DOCUMENT EXTRACT:
Avoid Bad status, but perform actions

Rod · Post by **Rod** » Mon Apr 11, 2011 11:55 pm

Task:
Perform system maintenance when certain conditions are met.

How I did it:
- Added few tests to act as basic conditions checks (e.g. last time system was rebooted, ping, TCP data send/reply to see if anyone is using a system). These are changing to Bad when conditions are met.
- Set up tests that are preparing a system for a reboot when basic conditions are met and their statuses set to Bad. For example, I am putting system out of service through TCP Data Send action when it was not rebooted for some time and no one is using it currently.
- Set up a test for a reboot to happen when everything is in sequence and all of the above tests hit Bad status (that’s by making reboot test dependant on checks with “dead” status)

Problem:
It’s all working well, but there is a problem that checks are displaying Bad statuses and are changing system folder color as well as showing up in a list of All Bad Items on Web Interface.

Question is:
How to setup a Test and have it to
- Perform actions with the test when Alert is active
- Do not change folder color and do not come up as Bad on the Web Interface
- Use it for dependant tests to perform their actions

After reading the manual and searching the forum I understand that:
- .. there is a option to force status to Normal and then use expressions in dependant test like '%::MasterTestName::Status%'=='Normal' to do a reboot which avoids Bad status, but when I set Normal Status my alert actions in that test are not working.
- ..there is an option for tests not to change the folder color, but I do have some critical tests in same folder for that system that should change the color. I would than prefer not to create a separate folder just the maintenance tests.

And as a general thought, I believe it would be logical to separate two needs: one is to have a test section for alerting people about the broken stuff and second one is to have a check for conditions to perform actions, run scripts etc. Currently those are kind of merged into one. There are Alerts and Alert Profile, but those are not just used for alerting, but to run scripts and do stuff as well. May be it’s time to separate it and make it all more clear? Say to have Alert When option and to add Perform Action When? That’s just to think about, more critical question above.

KS-Soft · Post by **KS-Soft** » Tue Apr 12, 2011 11:16 am

- .. there is a option to force status to Normal and then use expressions in dependant test like '%::MasterTestName::Status%'=='Normal' to do a reboot which avoids Bad status, but when I set Normal Status my alert actions in that test are not working

You may use similar expressions for "advanced mode" actions but there is the problem - Normal, Ok and "Host is alive" statuses are "good" statuses. So HostMonitor does not reset Recurrences counter when test changes status from Ok to Normal.
If you setup test to fail when it should fail and override "bad" status using "Set Normal status if" option, then you may setup condition for such advanced actions using %FailureIteration% macro variable.
E.g. if you need to start action just once, when test status changes from Ok to Bad (then to Normal by "Optional status processing" procedure), use expression like ('%Status%'=='Normal') and (%FailureIteration%==1)

REQUEST A: Repeat the part of the HostMonitor forum thread from "E.g. if you" to "('%Status%'=='Normal') and (%FailureIteration%==1)".
REQUEST B: In the HostMonitor forum thread, which statuses does KS-Soft describe as "good" statuses?
REQUEST C: Go on with the HostMonitor forum thread, picking up from its final sentence.

SOURCE EXCERPT:
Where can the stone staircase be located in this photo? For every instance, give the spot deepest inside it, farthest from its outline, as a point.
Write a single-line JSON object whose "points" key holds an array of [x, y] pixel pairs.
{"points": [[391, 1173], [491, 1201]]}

REPLY A:
E.g. if you need to start action just once, when test status changes from Ok to Bad (then to Normal by "Optional status processing" procedure), use expression like ('%Status%'=='Normal') and (%FailureIteration%==1)

REPLY B: Normal, Ok and "Host is alive"

REPLY C:
And as a general thought, I believe it would be logical to separate two needs: one is to have a test section for alerting people about the broken stuff and second one is to have a check for conditions to perform actions, run scripts etc. Currently those are kind of merged into one. There are Alerts and Alert Profile, but those are not just used for alerting, but to run scripts and do stuff as well. May be it’s time to separate it and make it all more clear? Say to have Alert When option and to add Perform Action When? That’s just to think about, more critical question above.

I am not sure but I am afraid this will help you and 5 other people but lead to problems and confusion for 1000 customers.

- ..there is an option for tests not to change the folder color, but I do have some critical tests in same folder for that system that should change the color. I would than prefer not to create a separate folder just the maintenance tests.

I think its more easy than redesign software

You can create subfolder in the same parent folder...

Regards
Alex

Rod · Post by **Rod** » Wed Apr 13, 2011 10:42 pm

Alex, thanks for the response. I figured out how to make actions work with Normal status thanks to the Advanced Mode in Action Properties and ('%Status%'=='Normal') expression.

There is, however, a possible bug that doesn’t allow me to use that function. I noticed strange behaviour with status processing

Code: Select all

Use “Normal” status if: '%Status%'=='Bad'

With that set up, Normal status is not always set instead of Bad. Here is what happens:

1:50:00 - manual test refresh, status is normal
1:51:03 - auto refresh - Bad
1:52:04 - auto refresh - Normal
1:53:07 - auto refresh - Bad
1:54:08 - auto refresh - Normal

My guess is that Host Monitor has problems setting status Bad->Normal when previous status was Normal. That is most likely as when I changed expression to

Code: Select all

Use “Normal” status if: ('%Status%'=='Bad') or ('%Status%'=='Normal')

it stopped switching to Bad. Could be a timing issue between the moment expression is checked and %Status% variable is assigned?

At the next step of troubleshooting, with Test status displaying Normal and processing option left as above, I changed test to point to a wrong port for it to timeout. And guess what, it timed out, but test was still showing Normal. If I understand it correctly it should be displaying No answer. And it was diplaying it when I removed Normal status processing tickbox and refreshed the test.

Here is an example of this test on a screenshot:

KS-Soft · Post by **KS-Soft** » Thu Apr 14, 2011 12:24 am

You just using wrong variable.
Quote from the manual
====================
I.e.

- HostMonitor performs the test;
- processes "Reverse alert" option;
- sets "suggested" macro variables (%SuggestedStatus%, %SuggestedSimpleStatus%, %SuggestedReply%, %SuggestedRecurrences% and %FailureIteration%) without touching regular counters (%Status%, %Reply%, %Recurrences%, etc);- then HostMonitor evaluates "Warning", "Normal" and "Tune up Reply" expressions and finally modifies current test status, reply field and statistics counters (Status, Reply, Alive%, Passed tests, Failed tests, etc)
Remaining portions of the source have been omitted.